==== Extracted entries

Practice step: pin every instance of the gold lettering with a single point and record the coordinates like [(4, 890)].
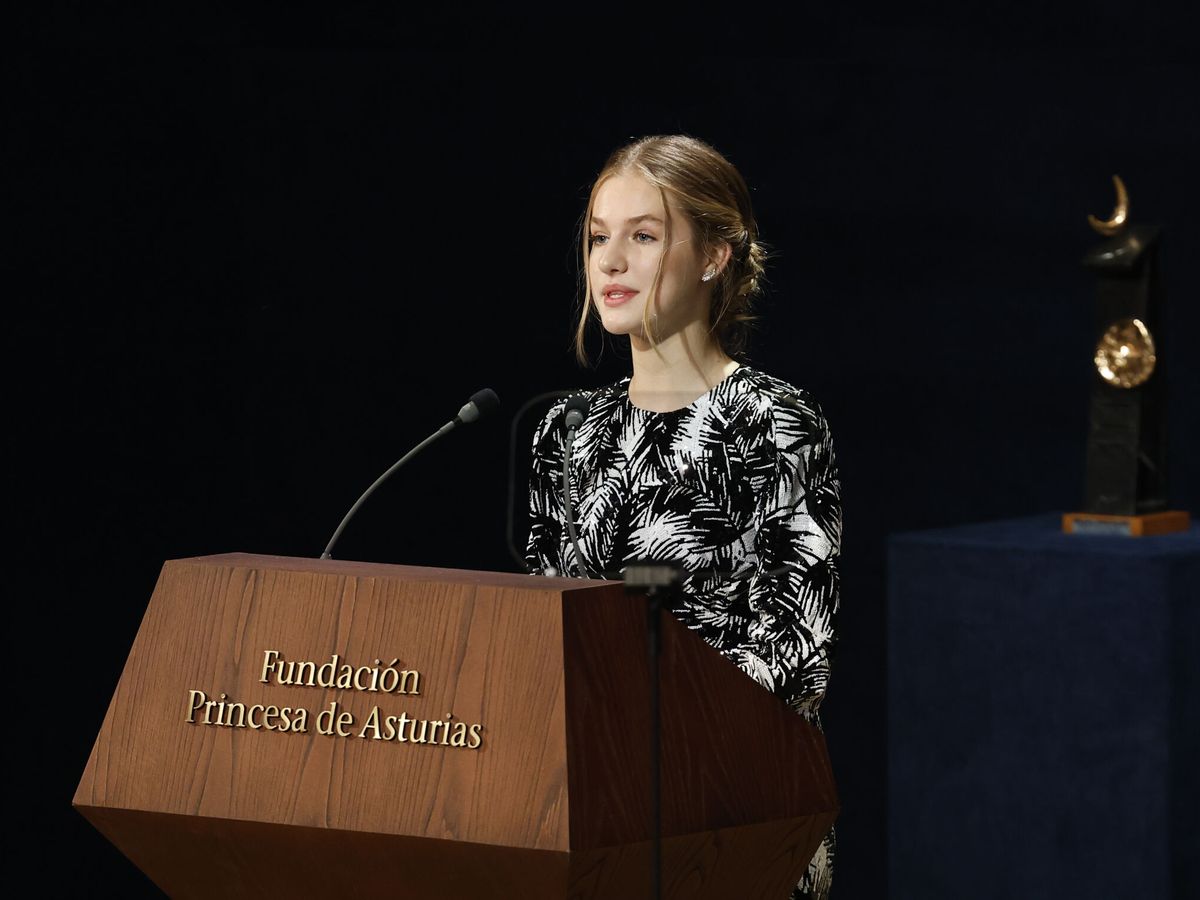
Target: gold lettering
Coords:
[(240, 709), (268, 664), (195, 701), (325, 679), (405, 677), (475, 737), (311, 667)]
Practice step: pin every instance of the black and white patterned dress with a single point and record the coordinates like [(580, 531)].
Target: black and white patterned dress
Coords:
[(733, 489)]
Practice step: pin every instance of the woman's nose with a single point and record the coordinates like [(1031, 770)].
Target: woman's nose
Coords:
[(612, 259)]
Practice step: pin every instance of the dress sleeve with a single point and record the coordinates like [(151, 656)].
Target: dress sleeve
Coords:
[(544, 550), (793, 592)]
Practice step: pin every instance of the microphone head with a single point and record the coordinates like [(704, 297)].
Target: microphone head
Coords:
[(481, 403), (576, 411)]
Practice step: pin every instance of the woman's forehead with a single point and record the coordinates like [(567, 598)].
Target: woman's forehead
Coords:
[(628, 198)]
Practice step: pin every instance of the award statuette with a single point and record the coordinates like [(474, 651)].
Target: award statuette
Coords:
[(1126, 483)]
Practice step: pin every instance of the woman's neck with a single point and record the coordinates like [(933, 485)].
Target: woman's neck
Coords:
[(681, 369)]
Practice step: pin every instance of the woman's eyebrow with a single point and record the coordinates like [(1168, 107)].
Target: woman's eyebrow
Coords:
[(635, 220)]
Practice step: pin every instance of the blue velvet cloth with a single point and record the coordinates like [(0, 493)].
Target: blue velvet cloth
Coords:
[(1043, 703)]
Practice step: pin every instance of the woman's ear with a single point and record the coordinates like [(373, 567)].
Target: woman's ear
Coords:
[(717, 257)]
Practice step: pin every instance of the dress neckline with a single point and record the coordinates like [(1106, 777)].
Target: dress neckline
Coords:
[(702, 400)]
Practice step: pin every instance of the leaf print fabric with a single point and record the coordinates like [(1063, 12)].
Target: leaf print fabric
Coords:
[(741, 491)]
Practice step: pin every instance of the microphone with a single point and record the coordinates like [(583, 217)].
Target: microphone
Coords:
[(480, 405), (575, 412)]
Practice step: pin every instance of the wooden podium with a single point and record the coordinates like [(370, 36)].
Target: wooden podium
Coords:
[(300, 727)]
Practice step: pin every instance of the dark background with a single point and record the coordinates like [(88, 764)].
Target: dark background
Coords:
[(255, 261)]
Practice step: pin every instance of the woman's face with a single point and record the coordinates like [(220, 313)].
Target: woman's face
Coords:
[(629, 237)]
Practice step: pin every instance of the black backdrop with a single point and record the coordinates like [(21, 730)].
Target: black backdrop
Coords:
[(250, 273)]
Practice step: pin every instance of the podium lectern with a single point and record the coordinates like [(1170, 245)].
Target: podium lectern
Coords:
[(327, 729)]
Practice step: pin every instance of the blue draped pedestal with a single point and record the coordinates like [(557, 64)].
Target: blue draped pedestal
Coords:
[(1043, 707)]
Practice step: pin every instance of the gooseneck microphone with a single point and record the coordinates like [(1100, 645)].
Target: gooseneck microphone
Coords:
[(574, 414), (480, 405)]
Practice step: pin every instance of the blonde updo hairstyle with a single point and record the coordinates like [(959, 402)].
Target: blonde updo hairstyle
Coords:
[(705, 186)]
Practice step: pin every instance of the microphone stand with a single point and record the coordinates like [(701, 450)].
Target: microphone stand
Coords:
[(658, 581)]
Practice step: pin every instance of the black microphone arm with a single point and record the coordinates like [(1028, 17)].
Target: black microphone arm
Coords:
[(480, 405), (575, 412)]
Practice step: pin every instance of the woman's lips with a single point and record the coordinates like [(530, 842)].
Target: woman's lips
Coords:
[(617, 294)]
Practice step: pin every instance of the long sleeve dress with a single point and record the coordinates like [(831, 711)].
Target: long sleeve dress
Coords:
[(739, 490)]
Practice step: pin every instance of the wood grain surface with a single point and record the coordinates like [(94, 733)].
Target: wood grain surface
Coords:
[(553, 803)]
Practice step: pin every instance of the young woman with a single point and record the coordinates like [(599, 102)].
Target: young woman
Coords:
[(697, 459)]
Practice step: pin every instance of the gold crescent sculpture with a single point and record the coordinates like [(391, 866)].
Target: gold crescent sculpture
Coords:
[(1120, 213)]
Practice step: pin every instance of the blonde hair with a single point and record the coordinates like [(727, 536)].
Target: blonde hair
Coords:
[(712, 193)]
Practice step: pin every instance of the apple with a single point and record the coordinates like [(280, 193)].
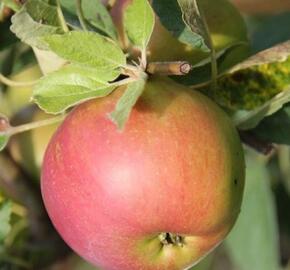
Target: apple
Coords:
[(160, 194)]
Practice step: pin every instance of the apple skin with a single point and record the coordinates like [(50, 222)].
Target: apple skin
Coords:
[(177, 167)]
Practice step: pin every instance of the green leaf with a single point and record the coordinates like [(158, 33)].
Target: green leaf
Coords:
[(253, 243), (30, 31), (275, 128), (5, 216), (245, 120), (43, 12), (126, 103), (139, 22), (201, 71), (87, 48), (70, 86), (48, 61), (4, 134), (278, 53), (255, 81), (12, 4), (168, 9), (98, 16), (192, 17)]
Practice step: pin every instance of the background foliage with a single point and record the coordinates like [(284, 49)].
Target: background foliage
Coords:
[(254, 93)]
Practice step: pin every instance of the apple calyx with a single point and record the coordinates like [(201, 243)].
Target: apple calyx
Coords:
[(177, 68), (171, 239)]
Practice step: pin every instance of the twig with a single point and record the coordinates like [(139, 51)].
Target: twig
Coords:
[(178, 68)]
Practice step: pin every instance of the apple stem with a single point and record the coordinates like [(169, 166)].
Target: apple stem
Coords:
[(177, 68), (33, 125), (171, 239), (11, 83)]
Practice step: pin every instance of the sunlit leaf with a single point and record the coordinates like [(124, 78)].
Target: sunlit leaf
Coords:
[(71, 85), (139, 22), (87, 48), (5, 216)]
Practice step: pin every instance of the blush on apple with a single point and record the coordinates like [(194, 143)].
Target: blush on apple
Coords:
[(158, 195)]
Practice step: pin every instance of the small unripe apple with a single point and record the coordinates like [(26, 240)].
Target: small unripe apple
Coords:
[(158, 195)]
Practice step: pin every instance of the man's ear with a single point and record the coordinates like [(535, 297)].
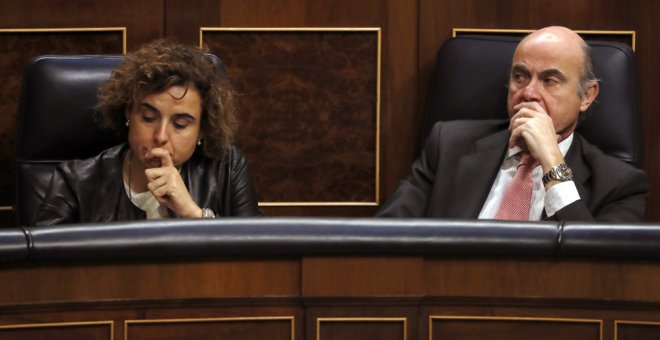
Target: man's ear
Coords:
[(589, 96)]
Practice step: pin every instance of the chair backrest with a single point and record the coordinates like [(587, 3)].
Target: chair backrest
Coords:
[(56, 121), (471, 77)]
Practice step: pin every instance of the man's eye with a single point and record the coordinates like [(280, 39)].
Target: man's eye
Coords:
[(550, 81), (519, 77), (148, 118)]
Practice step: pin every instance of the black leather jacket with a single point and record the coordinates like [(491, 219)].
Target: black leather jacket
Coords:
[(92, 190)]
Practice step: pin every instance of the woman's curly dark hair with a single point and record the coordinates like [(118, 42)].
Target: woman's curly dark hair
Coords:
[(155, 67)]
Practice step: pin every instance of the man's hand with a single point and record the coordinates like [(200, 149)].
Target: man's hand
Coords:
[(166, 184), (532, 130)]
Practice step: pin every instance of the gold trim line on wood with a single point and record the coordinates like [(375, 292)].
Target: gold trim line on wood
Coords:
[(63, 324), (633, 34), (631, 322), (514, 318), (362, 319), (290, 29), (201, 320), (378, 30), (70, 30)]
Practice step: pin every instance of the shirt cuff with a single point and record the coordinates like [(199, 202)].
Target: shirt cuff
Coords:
[(559, 196)]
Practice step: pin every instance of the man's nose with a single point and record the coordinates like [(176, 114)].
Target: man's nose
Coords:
[(531, 92), (161, 135)]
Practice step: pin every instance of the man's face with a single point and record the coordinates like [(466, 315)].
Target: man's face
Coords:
[(546, 69)]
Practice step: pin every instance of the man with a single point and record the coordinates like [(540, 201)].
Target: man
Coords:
[(521, 168)]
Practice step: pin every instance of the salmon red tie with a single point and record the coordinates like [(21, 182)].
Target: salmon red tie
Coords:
[(517, 198)]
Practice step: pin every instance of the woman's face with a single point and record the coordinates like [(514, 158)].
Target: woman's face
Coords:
[(169, 120)]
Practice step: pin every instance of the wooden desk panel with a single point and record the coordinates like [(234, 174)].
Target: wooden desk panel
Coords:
[(408, 297)]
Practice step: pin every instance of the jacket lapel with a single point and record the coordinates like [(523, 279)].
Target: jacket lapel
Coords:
[(581, 172), (475, 175)]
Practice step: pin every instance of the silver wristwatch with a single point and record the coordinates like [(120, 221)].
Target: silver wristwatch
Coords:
[(207, 213), (560, 172)]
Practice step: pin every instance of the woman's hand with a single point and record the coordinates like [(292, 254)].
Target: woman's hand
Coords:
[(166, 184)]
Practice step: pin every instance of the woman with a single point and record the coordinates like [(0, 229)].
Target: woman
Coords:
[(178, 117)]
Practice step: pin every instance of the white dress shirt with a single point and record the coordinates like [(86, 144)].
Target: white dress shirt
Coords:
[(557, 197), (147, 202)]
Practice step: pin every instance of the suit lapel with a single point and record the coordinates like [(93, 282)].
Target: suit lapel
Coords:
[(581, 172), (475, 174)]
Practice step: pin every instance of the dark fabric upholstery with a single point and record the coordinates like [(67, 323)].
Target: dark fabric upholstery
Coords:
[(287, 236), (639, 241), (470, 82), (56, 120), (177, 238), (13, 245)]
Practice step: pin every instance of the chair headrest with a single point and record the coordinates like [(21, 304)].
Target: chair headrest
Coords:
[(471, 77)]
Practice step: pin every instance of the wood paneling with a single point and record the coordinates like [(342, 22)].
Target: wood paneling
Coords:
[(513, 328), (116, 281), (70, 330), (248, 328), (229, 299), (309, 111), (631, 330), (412, 32)]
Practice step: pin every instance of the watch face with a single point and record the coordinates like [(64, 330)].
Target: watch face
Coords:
[(565, 172)]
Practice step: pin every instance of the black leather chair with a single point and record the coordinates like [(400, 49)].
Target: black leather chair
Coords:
[(471, 75), (56, 121)]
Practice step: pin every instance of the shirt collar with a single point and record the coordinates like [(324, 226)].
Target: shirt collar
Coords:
[(563, 147)]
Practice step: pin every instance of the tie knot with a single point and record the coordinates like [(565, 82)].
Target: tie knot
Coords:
[(527, 160)]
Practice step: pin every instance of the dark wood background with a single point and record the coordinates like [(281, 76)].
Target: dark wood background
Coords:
[(412, 32)]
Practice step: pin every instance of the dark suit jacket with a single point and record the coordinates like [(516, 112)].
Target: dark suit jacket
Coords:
[(92, 190), (460, 161)]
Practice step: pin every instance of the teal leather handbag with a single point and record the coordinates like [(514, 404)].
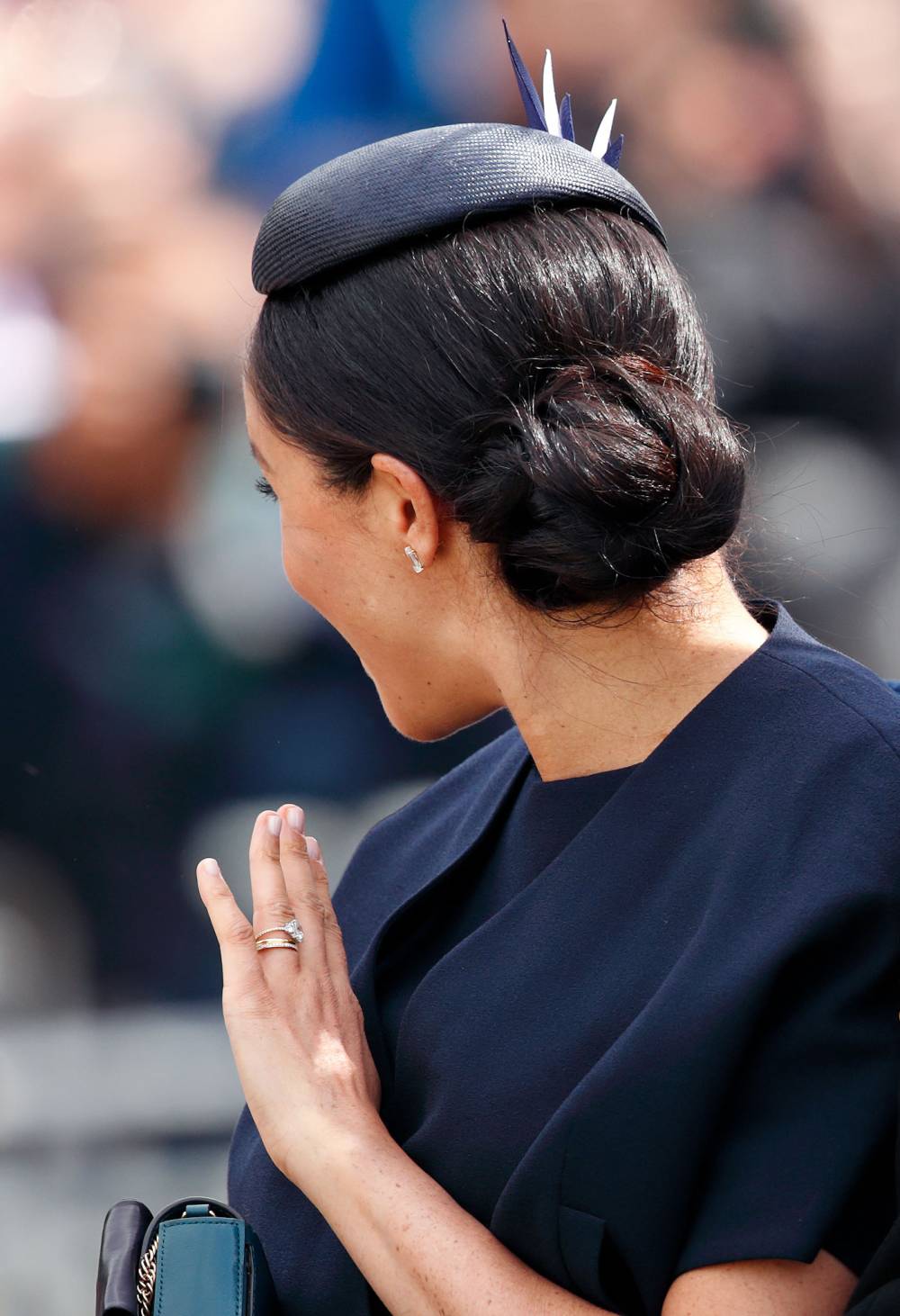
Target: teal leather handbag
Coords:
[(196, 1257)]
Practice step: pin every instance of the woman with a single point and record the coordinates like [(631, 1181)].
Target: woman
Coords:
[(606, 1017)]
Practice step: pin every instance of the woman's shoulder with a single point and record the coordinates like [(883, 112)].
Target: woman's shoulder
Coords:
[(833, 695)]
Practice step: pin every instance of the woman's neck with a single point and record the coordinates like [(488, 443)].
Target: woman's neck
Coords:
[(604, 697)]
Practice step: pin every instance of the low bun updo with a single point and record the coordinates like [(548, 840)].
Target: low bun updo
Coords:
[(547, 375)]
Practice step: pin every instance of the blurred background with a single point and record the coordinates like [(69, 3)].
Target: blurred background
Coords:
[(161, 682)]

========

**Problem to solve**
Only the lines from the line bearing "Practice step: pin every instance of the dark suit" to the end of the listing above, both inclusive, should be extracted verbatim; the pictures are excluded.

**Problem solution**
Practice step: pin every instance of the dark suit jacket with a single point and record the coordinates like [(516, 112)].
Target: dark suit jacket
Coords:
[(92, 190), (460, 161)]
Practice step: pin every instance of the teal leather handbag with a single point and record the coordinates like [(514, 404)].
Target: teal leather handbag
Coords:
[(196, 1257)]
Practice step: pin every instance of the woman with a single point and record the coordinates like [(631, 1181)].
Target: woman
Coords:
[(606, 1017)]
Practice step: pin every instance of the woman's shoulder with a single point and record the coordinates like [(883, 112)].
Target: woman's shoulder
Coords:
[(833, 695)]
Practice step: pin every instance of the woman's neck with a single point and record the coordinates like [(488, 443)].
Target: woman's neck
Coords:
[(604, 697)]
Practice step: pin every instance of the low bun updo with a single point and record the coordinates like [(548, 840)].
Target: low bun updo
Coords:
[(547, 375)]
Practice step: pin every instance of the blurred background with a single point and record the coordinates like [(69, 3)].
Target: blurred background
Coords:
[(161, 682)]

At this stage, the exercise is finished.